### Recorded information
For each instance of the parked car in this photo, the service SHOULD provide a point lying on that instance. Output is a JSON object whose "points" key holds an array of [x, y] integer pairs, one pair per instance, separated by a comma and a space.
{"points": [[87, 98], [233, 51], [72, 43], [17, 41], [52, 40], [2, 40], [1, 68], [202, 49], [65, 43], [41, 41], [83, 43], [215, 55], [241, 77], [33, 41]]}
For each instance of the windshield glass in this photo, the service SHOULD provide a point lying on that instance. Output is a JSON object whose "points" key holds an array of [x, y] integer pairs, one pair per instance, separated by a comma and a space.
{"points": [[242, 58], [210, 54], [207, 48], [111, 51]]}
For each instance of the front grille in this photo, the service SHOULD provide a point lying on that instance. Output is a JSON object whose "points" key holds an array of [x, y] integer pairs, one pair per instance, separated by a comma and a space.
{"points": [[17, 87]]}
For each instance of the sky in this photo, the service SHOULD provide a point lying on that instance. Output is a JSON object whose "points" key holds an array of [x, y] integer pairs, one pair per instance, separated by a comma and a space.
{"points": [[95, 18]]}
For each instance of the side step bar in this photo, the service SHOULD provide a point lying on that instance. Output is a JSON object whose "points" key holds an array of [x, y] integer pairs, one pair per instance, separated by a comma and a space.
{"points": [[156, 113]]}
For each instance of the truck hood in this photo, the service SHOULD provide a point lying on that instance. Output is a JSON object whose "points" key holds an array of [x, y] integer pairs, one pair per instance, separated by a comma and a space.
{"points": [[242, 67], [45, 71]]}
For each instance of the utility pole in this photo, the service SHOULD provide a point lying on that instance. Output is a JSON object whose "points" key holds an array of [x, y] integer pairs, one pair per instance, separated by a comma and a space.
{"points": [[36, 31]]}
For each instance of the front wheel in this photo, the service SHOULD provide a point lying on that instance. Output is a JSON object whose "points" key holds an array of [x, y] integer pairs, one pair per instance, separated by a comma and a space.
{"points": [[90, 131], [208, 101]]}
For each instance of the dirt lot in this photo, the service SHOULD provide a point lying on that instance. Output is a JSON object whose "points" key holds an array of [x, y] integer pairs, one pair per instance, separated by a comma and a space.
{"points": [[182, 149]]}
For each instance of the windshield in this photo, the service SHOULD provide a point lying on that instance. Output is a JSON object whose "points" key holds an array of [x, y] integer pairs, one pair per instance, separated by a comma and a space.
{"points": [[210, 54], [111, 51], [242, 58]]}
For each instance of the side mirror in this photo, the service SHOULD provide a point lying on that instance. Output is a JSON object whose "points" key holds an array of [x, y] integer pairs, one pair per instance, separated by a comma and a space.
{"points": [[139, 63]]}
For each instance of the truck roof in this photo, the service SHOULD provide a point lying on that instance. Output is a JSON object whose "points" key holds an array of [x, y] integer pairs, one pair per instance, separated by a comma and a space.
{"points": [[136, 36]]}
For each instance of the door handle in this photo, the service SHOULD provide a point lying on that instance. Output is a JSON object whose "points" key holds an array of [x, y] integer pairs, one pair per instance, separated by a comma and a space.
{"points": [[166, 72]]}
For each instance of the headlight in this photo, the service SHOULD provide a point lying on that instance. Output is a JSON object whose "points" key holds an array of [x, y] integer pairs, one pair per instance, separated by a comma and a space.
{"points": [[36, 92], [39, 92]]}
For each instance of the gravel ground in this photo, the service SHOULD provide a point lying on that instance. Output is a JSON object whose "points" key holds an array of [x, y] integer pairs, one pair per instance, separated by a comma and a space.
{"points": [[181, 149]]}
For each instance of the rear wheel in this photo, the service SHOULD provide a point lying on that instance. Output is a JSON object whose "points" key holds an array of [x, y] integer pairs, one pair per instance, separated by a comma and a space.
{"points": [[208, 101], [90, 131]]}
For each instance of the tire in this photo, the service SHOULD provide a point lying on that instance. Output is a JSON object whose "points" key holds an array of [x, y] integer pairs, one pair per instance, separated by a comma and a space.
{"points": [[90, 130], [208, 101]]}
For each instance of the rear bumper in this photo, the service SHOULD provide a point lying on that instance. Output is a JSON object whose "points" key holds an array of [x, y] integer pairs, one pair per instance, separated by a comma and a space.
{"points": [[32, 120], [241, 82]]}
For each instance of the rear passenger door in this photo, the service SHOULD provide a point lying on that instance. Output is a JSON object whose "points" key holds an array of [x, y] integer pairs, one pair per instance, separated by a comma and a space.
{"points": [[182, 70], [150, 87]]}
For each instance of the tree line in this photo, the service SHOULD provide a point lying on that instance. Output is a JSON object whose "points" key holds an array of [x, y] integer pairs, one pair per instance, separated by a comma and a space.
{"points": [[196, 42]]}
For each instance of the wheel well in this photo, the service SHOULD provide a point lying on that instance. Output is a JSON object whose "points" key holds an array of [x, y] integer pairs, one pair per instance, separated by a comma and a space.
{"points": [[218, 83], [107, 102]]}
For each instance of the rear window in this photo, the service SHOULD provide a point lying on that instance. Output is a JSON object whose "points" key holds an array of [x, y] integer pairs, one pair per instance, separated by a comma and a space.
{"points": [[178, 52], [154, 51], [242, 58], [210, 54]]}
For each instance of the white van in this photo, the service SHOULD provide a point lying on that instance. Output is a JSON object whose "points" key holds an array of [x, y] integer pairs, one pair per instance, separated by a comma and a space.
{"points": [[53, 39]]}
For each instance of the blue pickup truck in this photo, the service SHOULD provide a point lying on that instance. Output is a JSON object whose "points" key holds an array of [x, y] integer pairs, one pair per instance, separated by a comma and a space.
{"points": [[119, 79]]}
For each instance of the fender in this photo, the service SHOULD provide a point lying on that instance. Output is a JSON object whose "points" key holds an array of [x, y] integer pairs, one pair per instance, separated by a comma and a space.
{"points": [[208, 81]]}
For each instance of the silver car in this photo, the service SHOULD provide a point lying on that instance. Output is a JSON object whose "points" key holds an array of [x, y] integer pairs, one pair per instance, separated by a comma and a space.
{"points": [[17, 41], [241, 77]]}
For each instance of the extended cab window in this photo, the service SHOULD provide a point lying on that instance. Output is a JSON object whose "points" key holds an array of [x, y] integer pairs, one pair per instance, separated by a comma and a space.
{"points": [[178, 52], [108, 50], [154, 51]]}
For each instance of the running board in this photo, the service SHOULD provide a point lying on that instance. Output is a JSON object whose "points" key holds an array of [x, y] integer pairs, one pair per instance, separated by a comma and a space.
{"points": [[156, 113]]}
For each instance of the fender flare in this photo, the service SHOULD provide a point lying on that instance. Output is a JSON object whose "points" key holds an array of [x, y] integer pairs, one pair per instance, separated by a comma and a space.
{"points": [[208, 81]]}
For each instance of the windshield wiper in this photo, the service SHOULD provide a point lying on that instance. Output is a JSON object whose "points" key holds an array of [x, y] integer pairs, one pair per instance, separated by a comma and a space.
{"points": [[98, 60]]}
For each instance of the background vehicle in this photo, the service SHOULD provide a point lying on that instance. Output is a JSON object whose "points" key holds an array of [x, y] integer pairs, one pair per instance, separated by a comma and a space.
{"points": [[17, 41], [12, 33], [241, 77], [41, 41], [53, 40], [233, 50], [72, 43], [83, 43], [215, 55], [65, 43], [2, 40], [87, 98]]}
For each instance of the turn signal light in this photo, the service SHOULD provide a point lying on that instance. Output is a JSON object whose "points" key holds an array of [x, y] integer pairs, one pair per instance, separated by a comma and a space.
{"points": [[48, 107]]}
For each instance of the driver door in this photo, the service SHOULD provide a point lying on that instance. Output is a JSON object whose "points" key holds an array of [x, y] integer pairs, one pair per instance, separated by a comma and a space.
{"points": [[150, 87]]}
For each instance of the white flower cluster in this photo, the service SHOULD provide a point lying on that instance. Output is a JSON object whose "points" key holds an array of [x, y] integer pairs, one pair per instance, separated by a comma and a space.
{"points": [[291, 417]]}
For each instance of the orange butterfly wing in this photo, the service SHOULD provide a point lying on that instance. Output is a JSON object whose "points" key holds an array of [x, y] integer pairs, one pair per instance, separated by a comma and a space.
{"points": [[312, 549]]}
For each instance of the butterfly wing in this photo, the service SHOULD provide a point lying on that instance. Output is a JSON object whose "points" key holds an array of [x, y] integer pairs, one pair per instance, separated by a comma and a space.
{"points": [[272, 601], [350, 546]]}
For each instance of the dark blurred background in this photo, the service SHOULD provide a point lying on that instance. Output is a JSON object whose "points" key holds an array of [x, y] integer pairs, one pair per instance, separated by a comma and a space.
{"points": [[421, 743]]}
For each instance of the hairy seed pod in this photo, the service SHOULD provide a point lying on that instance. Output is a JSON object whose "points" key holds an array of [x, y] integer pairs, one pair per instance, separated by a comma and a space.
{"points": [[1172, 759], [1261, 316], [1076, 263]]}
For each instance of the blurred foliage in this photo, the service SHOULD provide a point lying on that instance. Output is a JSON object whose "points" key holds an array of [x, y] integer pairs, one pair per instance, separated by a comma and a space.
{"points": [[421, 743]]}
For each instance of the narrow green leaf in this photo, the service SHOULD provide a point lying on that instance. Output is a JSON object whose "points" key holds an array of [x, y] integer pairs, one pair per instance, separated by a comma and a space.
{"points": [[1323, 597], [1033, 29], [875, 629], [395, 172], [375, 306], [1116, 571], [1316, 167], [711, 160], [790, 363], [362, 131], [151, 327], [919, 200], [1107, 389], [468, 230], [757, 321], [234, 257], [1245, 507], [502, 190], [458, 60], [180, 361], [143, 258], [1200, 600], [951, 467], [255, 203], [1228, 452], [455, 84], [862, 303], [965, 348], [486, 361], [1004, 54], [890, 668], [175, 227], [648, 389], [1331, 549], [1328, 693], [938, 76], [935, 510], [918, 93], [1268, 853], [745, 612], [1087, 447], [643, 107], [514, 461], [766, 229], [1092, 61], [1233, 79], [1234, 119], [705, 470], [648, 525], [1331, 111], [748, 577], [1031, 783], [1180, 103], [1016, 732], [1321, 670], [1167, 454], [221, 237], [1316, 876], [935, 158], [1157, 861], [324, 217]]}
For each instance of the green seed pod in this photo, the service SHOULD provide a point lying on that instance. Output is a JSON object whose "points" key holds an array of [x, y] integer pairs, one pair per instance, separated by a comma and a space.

### Given exercise
Gather every line of the material above in which the string "mirror" appears.

### The output
For each instance of the side mirror in this photo, the service SHOULD provide a point lying on that instance. Output is a JSON object whose "points" key holds an array of [x, y] integer pairs, one pair per instance, separated by a comma and a space.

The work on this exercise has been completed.